Start of RECORD EXTRACTS
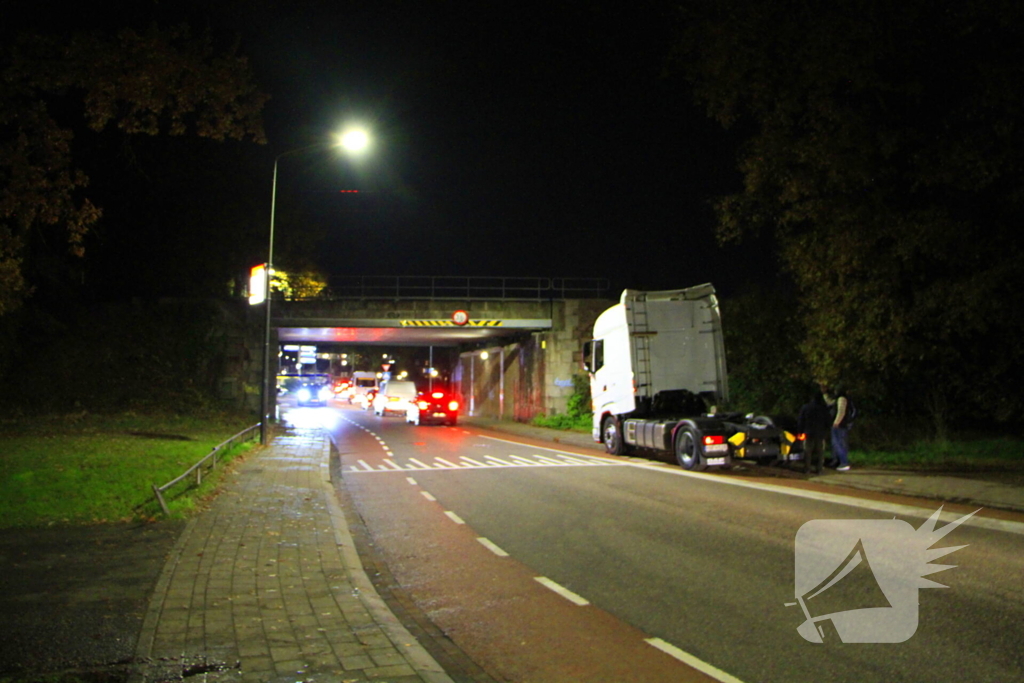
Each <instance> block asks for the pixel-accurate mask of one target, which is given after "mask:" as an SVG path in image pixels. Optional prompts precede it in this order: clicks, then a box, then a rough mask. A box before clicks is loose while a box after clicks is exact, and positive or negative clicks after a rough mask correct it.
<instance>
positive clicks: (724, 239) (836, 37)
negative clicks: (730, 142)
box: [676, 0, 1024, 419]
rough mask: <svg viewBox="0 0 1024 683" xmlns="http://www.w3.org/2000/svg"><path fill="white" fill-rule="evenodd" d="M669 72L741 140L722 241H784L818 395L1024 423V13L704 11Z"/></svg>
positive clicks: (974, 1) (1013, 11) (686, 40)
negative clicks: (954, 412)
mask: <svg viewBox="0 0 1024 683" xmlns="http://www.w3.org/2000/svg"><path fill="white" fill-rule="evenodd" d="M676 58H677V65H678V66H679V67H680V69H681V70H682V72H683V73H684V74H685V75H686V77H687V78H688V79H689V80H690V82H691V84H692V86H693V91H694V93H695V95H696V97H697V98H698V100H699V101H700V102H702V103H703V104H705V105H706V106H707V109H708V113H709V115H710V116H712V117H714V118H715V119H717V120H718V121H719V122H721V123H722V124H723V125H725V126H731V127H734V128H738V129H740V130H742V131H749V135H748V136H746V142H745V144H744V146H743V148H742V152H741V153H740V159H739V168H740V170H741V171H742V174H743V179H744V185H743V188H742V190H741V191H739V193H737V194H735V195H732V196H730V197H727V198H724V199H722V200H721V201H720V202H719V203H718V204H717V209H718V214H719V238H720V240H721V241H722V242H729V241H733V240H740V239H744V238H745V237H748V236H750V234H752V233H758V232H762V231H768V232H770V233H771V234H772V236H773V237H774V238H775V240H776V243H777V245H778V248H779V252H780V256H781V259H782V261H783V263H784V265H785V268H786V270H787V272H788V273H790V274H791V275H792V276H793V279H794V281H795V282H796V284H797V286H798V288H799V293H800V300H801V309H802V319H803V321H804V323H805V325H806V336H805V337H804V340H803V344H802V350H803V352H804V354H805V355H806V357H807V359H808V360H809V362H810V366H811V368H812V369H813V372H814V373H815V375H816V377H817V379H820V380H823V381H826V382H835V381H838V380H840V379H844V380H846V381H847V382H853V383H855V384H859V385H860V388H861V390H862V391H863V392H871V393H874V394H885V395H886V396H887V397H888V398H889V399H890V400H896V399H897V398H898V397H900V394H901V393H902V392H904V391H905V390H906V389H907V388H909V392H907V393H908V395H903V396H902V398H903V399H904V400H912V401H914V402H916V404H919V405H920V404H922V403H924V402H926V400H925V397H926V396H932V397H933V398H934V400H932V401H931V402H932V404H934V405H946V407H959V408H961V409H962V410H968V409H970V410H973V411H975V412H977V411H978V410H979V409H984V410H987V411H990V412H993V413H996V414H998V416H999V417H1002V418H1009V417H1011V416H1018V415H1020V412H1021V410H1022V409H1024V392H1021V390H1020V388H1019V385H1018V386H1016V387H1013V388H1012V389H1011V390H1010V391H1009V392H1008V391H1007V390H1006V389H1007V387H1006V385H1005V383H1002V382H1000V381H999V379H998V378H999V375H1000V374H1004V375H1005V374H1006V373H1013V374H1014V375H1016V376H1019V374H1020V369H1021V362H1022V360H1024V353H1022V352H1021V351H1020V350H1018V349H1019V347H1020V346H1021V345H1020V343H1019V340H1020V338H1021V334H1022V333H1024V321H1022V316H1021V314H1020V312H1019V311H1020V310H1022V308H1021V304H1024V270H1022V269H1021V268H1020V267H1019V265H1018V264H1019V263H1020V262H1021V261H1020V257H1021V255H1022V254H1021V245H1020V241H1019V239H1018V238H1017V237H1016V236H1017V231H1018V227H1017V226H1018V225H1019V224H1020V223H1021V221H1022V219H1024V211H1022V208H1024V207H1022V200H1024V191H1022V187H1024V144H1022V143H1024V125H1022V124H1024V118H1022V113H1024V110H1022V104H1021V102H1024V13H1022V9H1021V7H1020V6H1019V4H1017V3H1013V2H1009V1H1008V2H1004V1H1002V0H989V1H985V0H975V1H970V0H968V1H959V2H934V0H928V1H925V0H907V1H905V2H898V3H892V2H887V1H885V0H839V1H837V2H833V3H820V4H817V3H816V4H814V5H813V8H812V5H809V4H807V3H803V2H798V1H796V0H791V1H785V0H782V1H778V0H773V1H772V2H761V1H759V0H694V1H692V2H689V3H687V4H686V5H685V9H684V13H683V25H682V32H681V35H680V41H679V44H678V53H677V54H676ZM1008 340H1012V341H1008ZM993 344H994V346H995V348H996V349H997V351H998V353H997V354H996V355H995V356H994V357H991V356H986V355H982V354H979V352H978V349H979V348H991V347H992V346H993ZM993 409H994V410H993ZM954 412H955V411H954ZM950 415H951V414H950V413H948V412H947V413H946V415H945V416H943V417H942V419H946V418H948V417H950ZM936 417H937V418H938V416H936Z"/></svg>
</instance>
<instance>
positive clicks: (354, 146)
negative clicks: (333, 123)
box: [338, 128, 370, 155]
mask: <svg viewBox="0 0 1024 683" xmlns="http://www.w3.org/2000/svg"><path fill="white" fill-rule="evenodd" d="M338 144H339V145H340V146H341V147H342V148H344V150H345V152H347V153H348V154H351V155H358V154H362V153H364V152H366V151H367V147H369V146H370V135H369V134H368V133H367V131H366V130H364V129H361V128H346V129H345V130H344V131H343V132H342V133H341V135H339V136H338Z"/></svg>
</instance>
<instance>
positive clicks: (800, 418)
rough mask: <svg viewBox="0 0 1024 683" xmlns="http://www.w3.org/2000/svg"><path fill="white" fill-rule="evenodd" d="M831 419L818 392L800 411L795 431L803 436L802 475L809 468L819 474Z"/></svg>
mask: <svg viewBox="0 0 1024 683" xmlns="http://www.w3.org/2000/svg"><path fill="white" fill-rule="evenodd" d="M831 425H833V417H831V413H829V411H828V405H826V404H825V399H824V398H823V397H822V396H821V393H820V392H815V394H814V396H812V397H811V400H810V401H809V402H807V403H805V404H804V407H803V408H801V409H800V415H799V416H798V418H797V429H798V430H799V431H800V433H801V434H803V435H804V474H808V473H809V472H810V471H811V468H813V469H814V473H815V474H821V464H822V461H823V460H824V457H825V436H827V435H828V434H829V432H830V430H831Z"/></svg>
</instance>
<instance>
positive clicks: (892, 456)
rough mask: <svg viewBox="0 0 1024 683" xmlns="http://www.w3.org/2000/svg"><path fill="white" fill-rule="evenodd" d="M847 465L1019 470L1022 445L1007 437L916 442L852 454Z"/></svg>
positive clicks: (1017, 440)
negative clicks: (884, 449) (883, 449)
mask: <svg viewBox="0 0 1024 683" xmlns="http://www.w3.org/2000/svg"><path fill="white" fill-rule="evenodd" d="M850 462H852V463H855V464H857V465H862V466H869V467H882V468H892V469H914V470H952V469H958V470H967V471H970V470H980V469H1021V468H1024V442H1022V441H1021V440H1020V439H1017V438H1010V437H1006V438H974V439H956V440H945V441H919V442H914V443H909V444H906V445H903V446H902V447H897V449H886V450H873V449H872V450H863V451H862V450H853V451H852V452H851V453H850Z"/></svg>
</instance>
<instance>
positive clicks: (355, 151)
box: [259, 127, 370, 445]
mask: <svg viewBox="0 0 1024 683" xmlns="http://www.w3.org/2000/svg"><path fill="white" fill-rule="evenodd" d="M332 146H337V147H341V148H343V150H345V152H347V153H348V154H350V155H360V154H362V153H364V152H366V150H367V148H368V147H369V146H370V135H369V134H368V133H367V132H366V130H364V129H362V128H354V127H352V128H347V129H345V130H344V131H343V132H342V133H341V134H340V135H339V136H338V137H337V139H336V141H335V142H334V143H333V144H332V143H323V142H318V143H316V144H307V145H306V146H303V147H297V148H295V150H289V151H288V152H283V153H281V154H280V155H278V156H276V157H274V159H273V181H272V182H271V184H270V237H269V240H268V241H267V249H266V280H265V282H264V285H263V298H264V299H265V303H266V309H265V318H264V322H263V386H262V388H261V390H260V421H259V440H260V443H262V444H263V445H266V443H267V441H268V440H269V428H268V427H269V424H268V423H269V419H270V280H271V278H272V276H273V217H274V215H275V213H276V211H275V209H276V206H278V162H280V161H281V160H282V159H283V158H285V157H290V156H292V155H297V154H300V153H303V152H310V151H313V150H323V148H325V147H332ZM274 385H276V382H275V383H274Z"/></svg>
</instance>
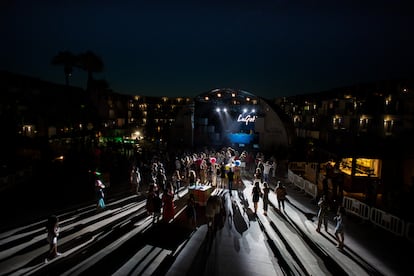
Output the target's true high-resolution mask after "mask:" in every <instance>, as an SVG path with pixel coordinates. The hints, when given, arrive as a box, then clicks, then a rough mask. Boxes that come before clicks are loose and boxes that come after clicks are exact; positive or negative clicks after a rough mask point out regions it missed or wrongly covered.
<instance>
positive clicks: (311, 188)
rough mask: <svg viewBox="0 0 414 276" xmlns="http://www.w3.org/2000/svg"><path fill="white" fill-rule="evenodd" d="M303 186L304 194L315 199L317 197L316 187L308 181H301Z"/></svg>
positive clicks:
End of RECORD EXTRACTS
### TASK
Take the entries above and return only the lines from the one with "positive clicks: (724, 239) (836, 37)" to the one with "positive clicks: (974, 1)", both included, unchanged.

### TASK OUTPUT
positive clicks: (724, 239) (836, 37)
negative clicks: (730, 142)
box: [676, 0, 1024, 419]
rough mask: <svg viewBox="0 0 1024 683" xmlns="http://www.w3.org/2000/svg"><path fill="white" fill-rule="evenodd" d="M669 72L741 140L722 241H784L818 395L1024 423V13L704 11Z"/></svg>
positive clicks: (974, 1) (1013, 11) (686, 40)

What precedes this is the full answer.